* Exercise text:

=== Begin Enclosure ===

Call it a “rebuild” or a “retooling,” Starlin Castro has been a part of it.
And twice Starlin Castro has been traded on the cusp of ultimate success.
But if you watched Castro go about his business in his first spring with the Marlins, you wouldn’t have noticed any outward bitterness from the four-time All-Star second baseman.
“I think the attitude with which he’s approached this spring training has been very good for all of us,” Marlins infielder Miguel Rojas said. “Despite everything that was said about him wanting to leave, he’s shown he wants to be here and wants to make this another good chapter for his career. He brings a good attitude to the field every day and that’s big for me and for all of the young guys to have as an example.”
Castro, a four-time All-Star during tenures with the Cubs and Yankees, was traded from the latter this December when the Marlins sent National League MVP Giancarlo Stanton to New York, also obtaining prospects Jorge Guzman and Jose Devers in the deal.
The prospect of going through another, and perhaps longer, franchise reshaping process as he did during his first years in Chicago, initially was upsetting to Castro, who led the National League in hits in 2011.
But as the Marlins prepare to open the 2018 season Thursday against his original club, Castro is embracing his new role as a mentor among a predominately inexperienced roster.
“I’ve been part of this before,” Castro said. “We started with a lot of young guys in Chicago and everybody saw how in two or three years we became a World Series team. I see a lot of talent here and a lot of guys that can play.”
Before the Marlins faced the Yankees for the first time in spring training on March 11th, Castro treated former teammates Gary Sanchez, Miguel Andujar, Gleyber Torres and Estevan Florial to dinner in the Jupiter area.
He was not happy about being traded initially, and not sure if he would fit into the Marlins’ plans. But since then, Castro, who turned 28 on Saturday, has accepted his role with the young Marlins and brought a veteran presence in the clubhouse.
Rojas said he and Castro also went to dinner with Martin Prado and several of the Marlins prospects during the spring and have spent time off the field in order to get to know each other.
“I tried to get to know everybody first,” Castro said. “As soon as I got here everybody looked happy and everybody looked good. It’s going to be about all nine guys in the lineup. Everybody has to do their job. We’re going to fight to the end.”
The Cubs traded Castro to the Yankees after the 2015 season. The following year, they won the World Series.

=== End Enclosure ===

* Task brief: Can you continue the article about Starlin Castro joining the Marlins, starting right after its final sentence?

[Stored data entries]
=== Begin Enclosure ===

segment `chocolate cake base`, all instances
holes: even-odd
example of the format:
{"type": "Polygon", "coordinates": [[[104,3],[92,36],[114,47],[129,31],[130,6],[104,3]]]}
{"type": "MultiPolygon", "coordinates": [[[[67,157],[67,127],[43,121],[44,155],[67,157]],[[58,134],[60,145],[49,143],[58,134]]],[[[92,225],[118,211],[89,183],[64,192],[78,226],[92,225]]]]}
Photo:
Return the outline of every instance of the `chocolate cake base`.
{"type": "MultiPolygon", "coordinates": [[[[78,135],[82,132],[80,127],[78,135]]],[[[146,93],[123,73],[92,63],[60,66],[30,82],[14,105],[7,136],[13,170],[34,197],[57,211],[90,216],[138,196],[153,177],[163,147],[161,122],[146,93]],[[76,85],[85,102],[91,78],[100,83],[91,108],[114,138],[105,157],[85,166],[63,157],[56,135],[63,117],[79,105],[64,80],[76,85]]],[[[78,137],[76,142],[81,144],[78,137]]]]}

=== End Enclosure ===
=== Begin Enclosure ===

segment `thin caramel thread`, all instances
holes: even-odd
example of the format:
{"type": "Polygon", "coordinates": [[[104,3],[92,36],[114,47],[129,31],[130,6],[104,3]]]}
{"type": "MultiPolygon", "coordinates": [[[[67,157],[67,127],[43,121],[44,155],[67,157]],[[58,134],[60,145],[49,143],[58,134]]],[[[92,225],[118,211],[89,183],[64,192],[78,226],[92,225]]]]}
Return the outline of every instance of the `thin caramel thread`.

=== End Enclosure ===
=== Begin Enclosure ===

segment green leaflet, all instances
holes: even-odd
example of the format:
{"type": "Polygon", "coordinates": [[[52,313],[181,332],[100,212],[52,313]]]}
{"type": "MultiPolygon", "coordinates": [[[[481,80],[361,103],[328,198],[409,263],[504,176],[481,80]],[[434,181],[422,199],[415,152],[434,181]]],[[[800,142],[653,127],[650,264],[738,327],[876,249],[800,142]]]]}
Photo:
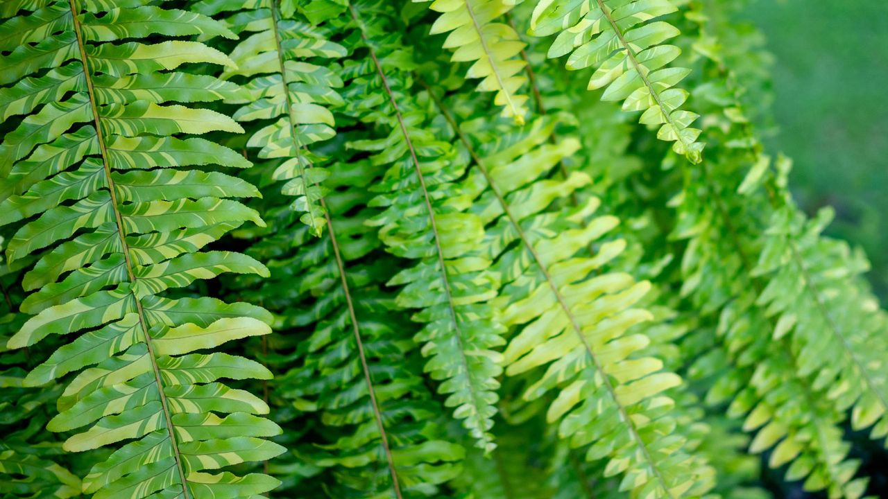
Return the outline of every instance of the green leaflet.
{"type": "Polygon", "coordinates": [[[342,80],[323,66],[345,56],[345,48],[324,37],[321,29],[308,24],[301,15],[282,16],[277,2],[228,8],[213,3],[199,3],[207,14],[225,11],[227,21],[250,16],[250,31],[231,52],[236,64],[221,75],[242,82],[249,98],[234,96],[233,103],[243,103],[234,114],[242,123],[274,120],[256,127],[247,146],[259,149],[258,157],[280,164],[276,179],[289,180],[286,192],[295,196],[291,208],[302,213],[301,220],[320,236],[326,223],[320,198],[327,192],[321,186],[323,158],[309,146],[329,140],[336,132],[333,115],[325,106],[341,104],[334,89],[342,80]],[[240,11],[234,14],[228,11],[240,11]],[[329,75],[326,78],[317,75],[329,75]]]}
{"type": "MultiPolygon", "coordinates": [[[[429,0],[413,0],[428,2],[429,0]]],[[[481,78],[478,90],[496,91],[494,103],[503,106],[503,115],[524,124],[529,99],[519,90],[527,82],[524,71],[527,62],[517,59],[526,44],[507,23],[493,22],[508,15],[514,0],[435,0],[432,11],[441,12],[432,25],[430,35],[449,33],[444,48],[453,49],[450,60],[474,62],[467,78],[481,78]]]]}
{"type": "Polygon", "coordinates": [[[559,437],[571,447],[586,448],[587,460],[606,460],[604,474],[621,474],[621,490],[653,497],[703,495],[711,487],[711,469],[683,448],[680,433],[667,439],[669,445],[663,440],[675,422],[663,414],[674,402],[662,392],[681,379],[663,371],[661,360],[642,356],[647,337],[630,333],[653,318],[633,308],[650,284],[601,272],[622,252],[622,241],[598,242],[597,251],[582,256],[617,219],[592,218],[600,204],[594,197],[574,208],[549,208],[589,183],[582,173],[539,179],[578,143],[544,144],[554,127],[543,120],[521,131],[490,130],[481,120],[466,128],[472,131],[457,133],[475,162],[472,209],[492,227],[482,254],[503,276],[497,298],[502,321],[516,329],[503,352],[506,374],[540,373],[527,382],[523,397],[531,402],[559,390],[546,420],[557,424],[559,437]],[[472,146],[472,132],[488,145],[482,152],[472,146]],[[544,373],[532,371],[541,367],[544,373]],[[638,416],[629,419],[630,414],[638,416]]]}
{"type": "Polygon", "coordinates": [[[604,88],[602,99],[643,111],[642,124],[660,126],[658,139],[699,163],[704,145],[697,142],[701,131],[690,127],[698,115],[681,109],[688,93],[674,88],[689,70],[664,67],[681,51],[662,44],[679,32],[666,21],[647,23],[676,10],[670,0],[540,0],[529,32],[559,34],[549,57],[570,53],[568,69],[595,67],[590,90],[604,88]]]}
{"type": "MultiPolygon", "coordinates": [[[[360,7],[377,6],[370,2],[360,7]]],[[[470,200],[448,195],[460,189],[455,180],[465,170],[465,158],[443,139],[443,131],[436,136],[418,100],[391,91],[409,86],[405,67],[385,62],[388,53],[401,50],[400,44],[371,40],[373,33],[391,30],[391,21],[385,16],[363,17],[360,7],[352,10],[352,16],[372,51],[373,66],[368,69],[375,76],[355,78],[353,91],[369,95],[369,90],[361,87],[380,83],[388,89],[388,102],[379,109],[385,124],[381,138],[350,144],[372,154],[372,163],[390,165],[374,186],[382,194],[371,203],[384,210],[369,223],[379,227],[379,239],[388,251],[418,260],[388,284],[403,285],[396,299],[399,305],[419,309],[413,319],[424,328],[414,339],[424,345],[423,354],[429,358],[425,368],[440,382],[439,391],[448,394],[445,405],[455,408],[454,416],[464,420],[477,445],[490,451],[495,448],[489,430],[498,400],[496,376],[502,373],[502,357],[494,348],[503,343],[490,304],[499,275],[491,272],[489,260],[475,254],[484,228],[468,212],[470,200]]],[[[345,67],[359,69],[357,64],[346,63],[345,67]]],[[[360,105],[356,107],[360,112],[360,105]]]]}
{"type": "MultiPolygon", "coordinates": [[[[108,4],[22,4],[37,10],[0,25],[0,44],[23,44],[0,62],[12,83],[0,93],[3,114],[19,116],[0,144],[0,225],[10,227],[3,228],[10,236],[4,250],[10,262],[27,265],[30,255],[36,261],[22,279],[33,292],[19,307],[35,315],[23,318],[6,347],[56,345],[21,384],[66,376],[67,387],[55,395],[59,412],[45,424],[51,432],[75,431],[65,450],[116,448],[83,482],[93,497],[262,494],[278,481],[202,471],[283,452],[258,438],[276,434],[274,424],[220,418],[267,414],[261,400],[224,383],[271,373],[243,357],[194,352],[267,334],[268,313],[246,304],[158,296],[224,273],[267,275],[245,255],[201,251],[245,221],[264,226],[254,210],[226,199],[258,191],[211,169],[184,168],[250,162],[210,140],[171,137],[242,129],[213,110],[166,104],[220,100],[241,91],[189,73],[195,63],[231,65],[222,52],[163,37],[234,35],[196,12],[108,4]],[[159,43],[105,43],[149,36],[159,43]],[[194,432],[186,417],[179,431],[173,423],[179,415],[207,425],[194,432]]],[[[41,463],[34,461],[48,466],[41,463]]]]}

=== End Enclosure ===

* Answer section:
And while not a full-on rebuild in 2016, Castro was there when the Yankees began to form the nucleus that came within one game of winning the American League pennant a year ago.
The Yankees sent Castro, who is set to make $10 million this year and $11 million next season with a $16 million club option for 2020, to the Marlins in order to acquire Stanton on the cusp of what could be another World Series run this year in the Bronx.
“It was kind of tough in the beginning,” Castro said. “It was pretty tough for me. When I got traded, it was really sad for me, but after that, that’s one of the things we can’t control. I can’t control those trades. I know it’s a business. We’re here today. Tomorrow, we don’t know where we are going to be.”
Castro’s presence in the lineup, likely in the No. 3 spot, is something manager Don Mattingly loves having — especially after the departure of three of the team’s best hitters in Stanton, Marcell Ozuna and Christian Yelich.
Despite a hamstring injury in late July that Castro said he’s fully recovered from, he earned his fourth All-Star nod in 2017, playing in 112 games and hitting .300 with 16 homers and 63 RBI in 443 at-bats.
Castro figures to provide valuable experience to the Marlins’ infield, especially early in the season while veteran third baseman Martin Prado recovers from knee surgery and young shortstop JT Riddle rehabs from shoulder surgery.
“I’ve watched this cat since he was a kid coming up with the Cubs,” Mattingly said. “When you talk about him in our lineup, I get excited because I know he can hit. I know how good he is. And he’s still, what? 28 years old? So he’s a guy I’m excited to see and excited to see how much better he gets.”